*Task set*
1. Output the part of the park budget text from "The 2022 Budget will" to "and access improvements.", copied word for word.
2. According to the park budget text, what sculpture anchors the AIDS Garden project?
3. Decide whether each statement agrees with the park budget text, answering yes or no and quoting the words that settle it: (a) The old powerhouse at Garfield Park will be turned into a new industrial art center. (b) The historic music bandstand will be renovated with support from a federal grant. (c) The Chicago Park District's new headquarters is being built in Lincoln Park.

*Quoted passage*
The 2022 Budget Recommendation includes capital investments for major renovations at Garfield Park. This will include improvements to the cultural center and additional features of the historic Gold Dome including a major renovation of the old, dilapidated powerhouse that will transform this unusable facility into a new industrial art center. The District, along with our programming partner, will operate an industrial artisan training center, studio and workspace. The historic music bandstand will also be renovated with support from an Illinois State Grant.
Construction on the highly anticipated AIDS Garden, located in Lincoln Park will be completed in 2022. The space will feature a Gingko tree grove and native plantings curated to create a rich, sensory experience. The 30 foot, “Self Portrait” sculpture designed by the late Keith Haring was installed last summer and anchors the project. The AIDS Garden is the first public space in the City dedicated to those who are living with or have lost their lives to HIV and AIDS.
The 2022 Budget will also allow the District to move forward with other capital investments, including the ongoing construction of the Chicago Park District’s new headquarters in Brighton Park, ecological restoration along the Chicago River and major fieldhouse improvements at Revere, Avondale, Blackhawk, Chopin, West Pullman and Hermosa Parks, which will continue into 2022. Improvements range from roof replacement, masonry and window restorations and a variety of site and access improvements.

*Dataset records*
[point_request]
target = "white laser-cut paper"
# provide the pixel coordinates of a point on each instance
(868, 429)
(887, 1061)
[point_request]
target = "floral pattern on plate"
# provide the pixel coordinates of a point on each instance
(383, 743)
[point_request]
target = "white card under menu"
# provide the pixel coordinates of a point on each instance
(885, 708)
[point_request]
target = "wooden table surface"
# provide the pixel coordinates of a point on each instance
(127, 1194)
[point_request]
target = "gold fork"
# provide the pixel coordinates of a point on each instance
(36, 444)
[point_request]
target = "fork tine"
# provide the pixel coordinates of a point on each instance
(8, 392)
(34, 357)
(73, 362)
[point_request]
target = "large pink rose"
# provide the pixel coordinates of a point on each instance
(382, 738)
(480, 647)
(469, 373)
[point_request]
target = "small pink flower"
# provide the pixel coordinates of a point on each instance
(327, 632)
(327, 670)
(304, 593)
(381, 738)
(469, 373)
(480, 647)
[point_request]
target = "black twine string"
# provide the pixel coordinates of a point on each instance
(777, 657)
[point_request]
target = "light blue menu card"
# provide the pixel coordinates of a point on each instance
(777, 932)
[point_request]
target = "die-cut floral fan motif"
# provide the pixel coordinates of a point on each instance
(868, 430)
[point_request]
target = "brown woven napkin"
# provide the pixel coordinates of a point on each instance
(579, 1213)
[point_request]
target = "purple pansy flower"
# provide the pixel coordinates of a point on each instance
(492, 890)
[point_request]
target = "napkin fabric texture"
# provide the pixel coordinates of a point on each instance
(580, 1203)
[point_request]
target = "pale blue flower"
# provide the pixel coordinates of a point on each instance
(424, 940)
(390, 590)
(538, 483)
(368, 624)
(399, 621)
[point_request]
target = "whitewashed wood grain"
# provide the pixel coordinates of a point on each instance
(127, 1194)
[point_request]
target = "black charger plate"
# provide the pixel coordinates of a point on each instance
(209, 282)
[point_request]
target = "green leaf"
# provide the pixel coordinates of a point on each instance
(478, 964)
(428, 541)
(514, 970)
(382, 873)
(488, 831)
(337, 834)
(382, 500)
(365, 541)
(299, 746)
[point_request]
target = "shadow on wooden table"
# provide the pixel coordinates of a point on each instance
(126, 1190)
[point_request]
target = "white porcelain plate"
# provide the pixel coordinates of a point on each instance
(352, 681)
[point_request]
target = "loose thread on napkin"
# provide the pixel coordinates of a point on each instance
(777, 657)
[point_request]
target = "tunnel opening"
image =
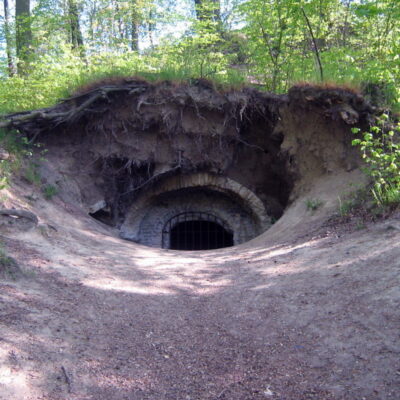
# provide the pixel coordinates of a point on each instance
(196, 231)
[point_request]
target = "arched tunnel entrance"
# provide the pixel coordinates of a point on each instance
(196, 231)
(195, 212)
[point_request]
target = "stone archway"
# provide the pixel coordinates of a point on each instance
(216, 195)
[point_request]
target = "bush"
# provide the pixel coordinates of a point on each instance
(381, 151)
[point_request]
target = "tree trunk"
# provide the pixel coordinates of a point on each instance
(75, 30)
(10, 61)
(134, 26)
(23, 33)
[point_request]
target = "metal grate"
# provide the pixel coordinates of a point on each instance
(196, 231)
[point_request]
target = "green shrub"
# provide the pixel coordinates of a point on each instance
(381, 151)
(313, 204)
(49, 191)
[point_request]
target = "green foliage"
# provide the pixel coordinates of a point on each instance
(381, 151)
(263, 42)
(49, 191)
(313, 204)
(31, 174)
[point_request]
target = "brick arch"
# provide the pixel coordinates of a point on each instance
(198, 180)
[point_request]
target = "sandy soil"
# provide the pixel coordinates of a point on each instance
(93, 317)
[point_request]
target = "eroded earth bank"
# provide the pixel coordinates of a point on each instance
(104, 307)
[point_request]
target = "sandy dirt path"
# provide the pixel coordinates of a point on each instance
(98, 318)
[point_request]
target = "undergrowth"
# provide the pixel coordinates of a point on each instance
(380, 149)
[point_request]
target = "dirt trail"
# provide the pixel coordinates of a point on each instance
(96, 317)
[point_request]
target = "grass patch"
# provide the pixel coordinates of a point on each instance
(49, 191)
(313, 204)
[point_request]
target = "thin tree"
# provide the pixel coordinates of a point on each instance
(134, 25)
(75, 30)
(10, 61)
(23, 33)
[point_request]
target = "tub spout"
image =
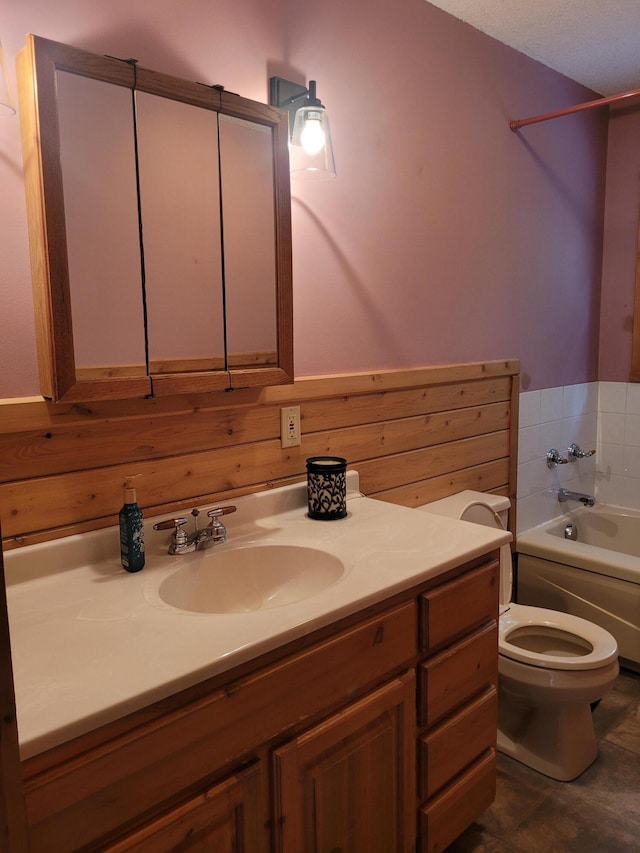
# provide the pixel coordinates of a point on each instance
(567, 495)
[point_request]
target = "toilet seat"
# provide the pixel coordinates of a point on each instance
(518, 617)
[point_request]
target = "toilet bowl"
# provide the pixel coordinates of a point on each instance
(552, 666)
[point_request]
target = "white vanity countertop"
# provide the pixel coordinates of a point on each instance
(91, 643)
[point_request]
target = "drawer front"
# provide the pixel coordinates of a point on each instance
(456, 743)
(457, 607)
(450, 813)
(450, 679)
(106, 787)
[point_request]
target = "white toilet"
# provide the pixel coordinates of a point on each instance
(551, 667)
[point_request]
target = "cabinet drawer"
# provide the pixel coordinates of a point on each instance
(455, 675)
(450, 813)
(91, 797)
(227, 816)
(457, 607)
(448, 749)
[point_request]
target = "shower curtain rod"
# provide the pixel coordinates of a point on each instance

...

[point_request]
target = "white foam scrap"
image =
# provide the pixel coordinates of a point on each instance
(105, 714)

*Answers below*
1.
The 2022 Budget will also allow the District to move forward with other capital investments, including the ongoing construction of the Chicago Park District’s new headquarters in Brighton Park, ecological restoration along the Chicago River and major fieldhouse improvements at Revere, Avondale, Blackhawk, Chopin, West Pullman and Hermosa Parks, which will continue into 2022. Improvements range from roof replacement, masonry and window restorations and a variety of site and access improvements.

2. The 30-foot "Self Portrait" sculpture designed by the late Keith Haring anchors the project.

3.
(a) Yes: "transform this unusable facility into a new industrial art center"
(b) No: "with support from an Illinois State Grant"
(c) No: "new headquarters in Brighton Park"